*Data to process:*
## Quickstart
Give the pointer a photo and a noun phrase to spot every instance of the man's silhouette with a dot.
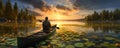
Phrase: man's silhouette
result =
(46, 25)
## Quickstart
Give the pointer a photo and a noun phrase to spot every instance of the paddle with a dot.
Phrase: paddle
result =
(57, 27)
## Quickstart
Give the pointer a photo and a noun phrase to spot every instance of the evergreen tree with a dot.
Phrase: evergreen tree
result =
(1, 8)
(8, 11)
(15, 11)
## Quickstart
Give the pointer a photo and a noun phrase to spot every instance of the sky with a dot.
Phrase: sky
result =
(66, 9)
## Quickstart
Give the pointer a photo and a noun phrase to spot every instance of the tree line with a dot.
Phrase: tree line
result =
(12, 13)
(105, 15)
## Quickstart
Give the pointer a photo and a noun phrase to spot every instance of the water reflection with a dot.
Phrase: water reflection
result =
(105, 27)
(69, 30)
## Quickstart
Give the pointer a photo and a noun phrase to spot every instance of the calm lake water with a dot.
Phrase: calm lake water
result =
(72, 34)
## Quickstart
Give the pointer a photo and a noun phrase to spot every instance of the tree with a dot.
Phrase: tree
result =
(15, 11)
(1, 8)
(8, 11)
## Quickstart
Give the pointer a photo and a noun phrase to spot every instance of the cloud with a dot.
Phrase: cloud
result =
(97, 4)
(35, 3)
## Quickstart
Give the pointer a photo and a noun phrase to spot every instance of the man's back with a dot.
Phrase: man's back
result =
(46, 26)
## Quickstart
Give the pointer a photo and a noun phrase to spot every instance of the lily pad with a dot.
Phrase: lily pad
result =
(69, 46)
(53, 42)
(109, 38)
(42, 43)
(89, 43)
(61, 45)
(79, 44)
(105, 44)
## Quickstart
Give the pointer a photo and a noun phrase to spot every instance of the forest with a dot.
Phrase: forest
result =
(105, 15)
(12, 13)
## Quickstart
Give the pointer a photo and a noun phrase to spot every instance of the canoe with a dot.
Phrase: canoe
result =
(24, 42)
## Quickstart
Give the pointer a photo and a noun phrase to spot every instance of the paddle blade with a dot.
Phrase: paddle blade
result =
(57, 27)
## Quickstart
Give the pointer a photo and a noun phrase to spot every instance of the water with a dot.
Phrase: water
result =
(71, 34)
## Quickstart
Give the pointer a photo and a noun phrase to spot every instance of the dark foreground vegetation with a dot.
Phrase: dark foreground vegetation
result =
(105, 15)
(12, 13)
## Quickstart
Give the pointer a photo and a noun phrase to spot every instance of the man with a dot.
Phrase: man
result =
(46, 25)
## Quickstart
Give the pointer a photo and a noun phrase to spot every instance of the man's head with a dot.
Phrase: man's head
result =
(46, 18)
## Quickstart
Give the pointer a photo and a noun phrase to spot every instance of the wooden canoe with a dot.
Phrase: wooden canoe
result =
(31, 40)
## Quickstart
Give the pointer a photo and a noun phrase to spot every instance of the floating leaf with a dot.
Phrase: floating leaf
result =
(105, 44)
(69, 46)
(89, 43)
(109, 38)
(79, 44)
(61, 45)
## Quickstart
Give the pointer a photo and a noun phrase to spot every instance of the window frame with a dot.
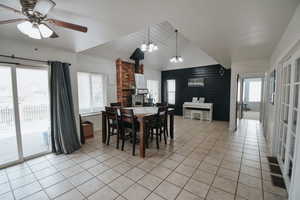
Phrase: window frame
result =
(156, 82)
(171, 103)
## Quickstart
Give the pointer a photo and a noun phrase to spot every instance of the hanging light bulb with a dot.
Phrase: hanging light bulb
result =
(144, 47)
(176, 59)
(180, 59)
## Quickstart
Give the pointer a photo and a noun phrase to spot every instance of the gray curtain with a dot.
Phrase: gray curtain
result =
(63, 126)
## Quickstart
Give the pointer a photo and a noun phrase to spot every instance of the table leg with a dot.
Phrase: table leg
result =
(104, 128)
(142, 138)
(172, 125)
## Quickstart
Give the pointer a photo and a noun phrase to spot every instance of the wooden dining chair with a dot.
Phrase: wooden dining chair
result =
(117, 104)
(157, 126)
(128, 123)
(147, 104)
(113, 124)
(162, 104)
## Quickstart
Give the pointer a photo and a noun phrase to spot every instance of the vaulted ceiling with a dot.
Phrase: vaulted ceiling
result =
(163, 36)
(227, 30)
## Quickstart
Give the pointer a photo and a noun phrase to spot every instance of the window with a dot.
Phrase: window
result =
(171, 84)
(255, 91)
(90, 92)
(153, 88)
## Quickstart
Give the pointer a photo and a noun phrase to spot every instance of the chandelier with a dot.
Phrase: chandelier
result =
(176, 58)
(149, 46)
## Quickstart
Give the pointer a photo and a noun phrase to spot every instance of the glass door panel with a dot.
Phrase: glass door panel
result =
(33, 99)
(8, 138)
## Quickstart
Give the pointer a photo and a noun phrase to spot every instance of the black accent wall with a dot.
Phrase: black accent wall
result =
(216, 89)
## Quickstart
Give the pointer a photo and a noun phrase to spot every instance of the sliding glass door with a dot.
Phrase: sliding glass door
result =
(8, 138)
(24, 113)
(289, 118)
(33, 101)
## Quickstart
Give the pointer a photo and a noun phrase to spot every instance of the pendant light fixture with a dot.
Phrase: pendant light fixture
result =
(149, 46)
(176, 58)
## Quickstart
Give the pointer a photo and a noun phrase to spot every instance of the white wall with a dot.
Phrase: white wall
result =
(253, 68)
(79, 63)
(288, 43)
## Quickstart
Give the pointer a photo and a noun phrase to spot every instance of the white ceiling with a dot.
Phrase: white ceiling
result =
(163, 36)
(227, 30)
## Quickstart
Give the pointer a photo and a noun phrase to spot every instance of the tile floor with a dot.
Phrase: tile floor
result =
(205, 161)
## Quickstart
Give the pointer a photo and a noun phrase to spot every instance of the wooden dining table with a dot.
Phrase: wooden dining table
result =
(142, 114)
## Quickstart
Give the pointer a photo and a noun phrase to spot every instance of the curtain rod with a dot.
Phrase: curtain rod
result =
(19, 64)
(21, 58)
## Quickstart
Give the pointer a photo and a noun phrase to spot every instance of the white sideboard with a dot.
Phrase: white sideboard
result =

*Your goal:* Drop the images and return the data verbatim.

*Exercise answer:*
## Quickstart
Give the pointer a photo and a noun phrase to spot every instance of the man's silhouette with a dot.
Phrase: man's silhouette
result =
(46, 25)
## Quickstart
Give the pointer a photo and a noun phrase to spot every instance of the paddle with a dot.
Phrase: paddle
result =
(57, 27)
## Quickstart
Give the pointer a photo and a noun phrase to spot every instance of the evergreen tree with a dot.
Phrase: evergreen tree
result =
(1, 8)
(8, 11)
(15, 11)
## Quickstart
Give the pointer a photo and a noun phrase to spot every instance of the sky with a dot.
Phrase: sky
result =
(66, 9)
## Quickstart
Give the pointer a photo and a noun phrase to spot every instance of the tree line with a dot.
Phrase: tree line
result =
(12, 13)
(105, 15)
## Quickstart
Give the pointer a photo and a noun phrase to spot every instance of the water reflection with a dot.
Phrase: water reflection
result =
(105, 27)
(69, 30)
## Quickstart
Give the pointer a photo and a noun phrase to spot every instance of the calm lake water with a dot.
Phrase: calm lake water
result =
(72, 34)
## Quickstart
Give the pointer a photo and a noun phrase to spot every instance of the tree with a dot.
Phrase: tree
result =
(15, 11)
(1, 8)
(8, 11)
## Quickstart
Give the pointer a photo and a noun phrase to spot every instance of the cloud with a dot.
Phrase: cloud
result =
(97, 4)
(35, 3)
## Quickstart
Give the pointer a photo and a noun phrase to spot every instance of the man's back with a dot.
Phrase: man's back
result =
(46, 26)
## Quickstart
Give the pointer a photo and a noun phrase to spot every instance of the lily pad with a dot.
Phrase: lily pad
result =
(69, 46)
(53, 42)
(109, 38)
(42, 43)
(89, 43)
(61, 45)
(79, 44)
(105, 44)
## Quickstart
Give the pointer a photo and a noun phrase to spot every instance of the forest with a dot.
Phrase: forest
result =
(105, 15)
(12, 13)
## Quickstart
Give the pointer a photo and a noun phrase to spot every instance of the canoe with a dot.
Phrase: canoe
result =
(24, 42)
## Quickstart
Give the pointer a photo and a noun phrase to spot every instance of the paddle blade with a dot.
Phrase: paddle blade
result =
(57, 27)
## Quickstart
Give the pointer a photo and a noun phrase to spot every instance of the water with a dot.
Phrase: water
result =
(71, 34)
## Quickstart
Give the pointer a photo and a noun phrase to spot every instance of the dark foreground vegetation with a dot.
Phrase: dark foreground vegetation
result =
(105, 15)
(12, 13)
## Quickstart
Give the pointer a photo and a noun phrase to spot every instance of the man with a dot.
Phrase: man
result =
(46, 25)
## Quickstart
Give the pointer a photo and a noun phrase to spot every instance of the man's head with a dot.
Phrase: man's head
result =
(46, 18)
## Quickstart
Give the pointer a photo and a noun phrase to spot every instance of the wooden canoe with a dot.
Phrase: wooden canoe
result =
(31, 40)
## Quickstart
Give the pointer a photo and a noun phrase to spot every instance of the floating leaf with a dot.
Phrase: floating leaf
result =
(105, 44)
(69, 46)
(89, 43)
(109, 38)
(79, 44)
(61, 45)
## Quickstart
Give the pointer a photo and a noun phrase to spot every instance of the window frame with a dot.
Phrase: window frame
result =
(156, 82)
(171, 103)
## Quickstart
Give the pointer a photo and a noun phrase to spot every instance of the hanging light bulb with a dot.
Phrase: hanging light bulb
result =
(144, 47)
(176, 59)
(180, 59)
## Quickstart
Give the pointer a photo and a noun phrase to spot every instance of the gray curtain with a dot.
Phrase: gray curtain
result =
(63, 126)
## Quickstart
Give the pointer a photo and a noun phrase to spot every instance of the table leg with a dot.
Phrase: table leg
result =
(104, 128)
(142, 138)
(172, 125)
## Quickstart
Give the pointer a photo and a noun phrase to spot every instance of the wooden dining chair with a dot.
Phrase: wooden dining chair
result =
(117, 104)
(157, 126)
(128, 123)
(147, 104)
(113, 124)
(162, 104)
## Quickstart
Give the pointer a photo and a noun phrase to spot every instance of the vaulted ceiling with a dot.
Phrase: vaulted ceiling
result =
(163, 36)
(227, 30)
## Quickstart
Give the pointer a photo and a noun phrase to spot every instance of the window with a dot.
Phrase: window
result =
(171, 84)
(255, 91)
(90, 92)
(153, 88)
## Quickstart
Give the pointer a photo and a noun phrase to spot every instance of the chandelier with a dot.
Phrase: chandelier
result =
(176, 58)
(149, 46)
## Quickstart
Give the pointer a photo and a noun phrase to spot every instance of the glass door panel with a dot.
Phrase: glass door panel
result =
(33, 99)
(8, 138)
## Quickstart
Give the pointer a photo and a noun phrase to spot every instance of the black accent wall with a dot.
Phrase: black accent wall
result =
(216, 89)
## Quickstart
Give the pointer a photo and a noun phrase to spot every instance of the sliding glass door with a dot.
Phrase: sliding glass door
result =
(8, 138)
(24, 113)
(289, 118)
(33, 101)
## Quickstart
Give the pointer a photo and a noun phrase to spot every instance of the pendant light fixture with a dot.
Phrase: pendant light fixture
result =
(149, 46)
(176, 58)
## Quickstart
Give the pointer a photo and a noun phrase to spot every instance of the white wall with a dot.
Phrase: white wall
result =
(253, 68)
(79, 63)
(288, 43)
## Quickstart
Give the pointer a photo and a noun phrase to spot every instance of the white ceiling with a dot.
Phrase: white ceiling
result =
(163, 36)
(227, 30)
## Quickstart
Give the pointer a photo and a noun phrase to spot every instance of the tile floor with a dot.
Phrase: tile floor
result =
(205, 161)
## Quickstart
Give the pointer a photo and a noun phrase to spot every instance of the wooden dining table with a dot.
Phrase: wooden dining table
result =
(142, 114)
## Quickstart
Give the pointer a photo and a noun phrase to spot every instance of the curtain rod with a dot.
Phrase: curtain rod
result =
(19, 64)
(21, 58)
## Quickstart
Give the pointer a photo and a noun phrase to spot every instance of the white sideboard with a dot.
Phrase: white sideboard
result =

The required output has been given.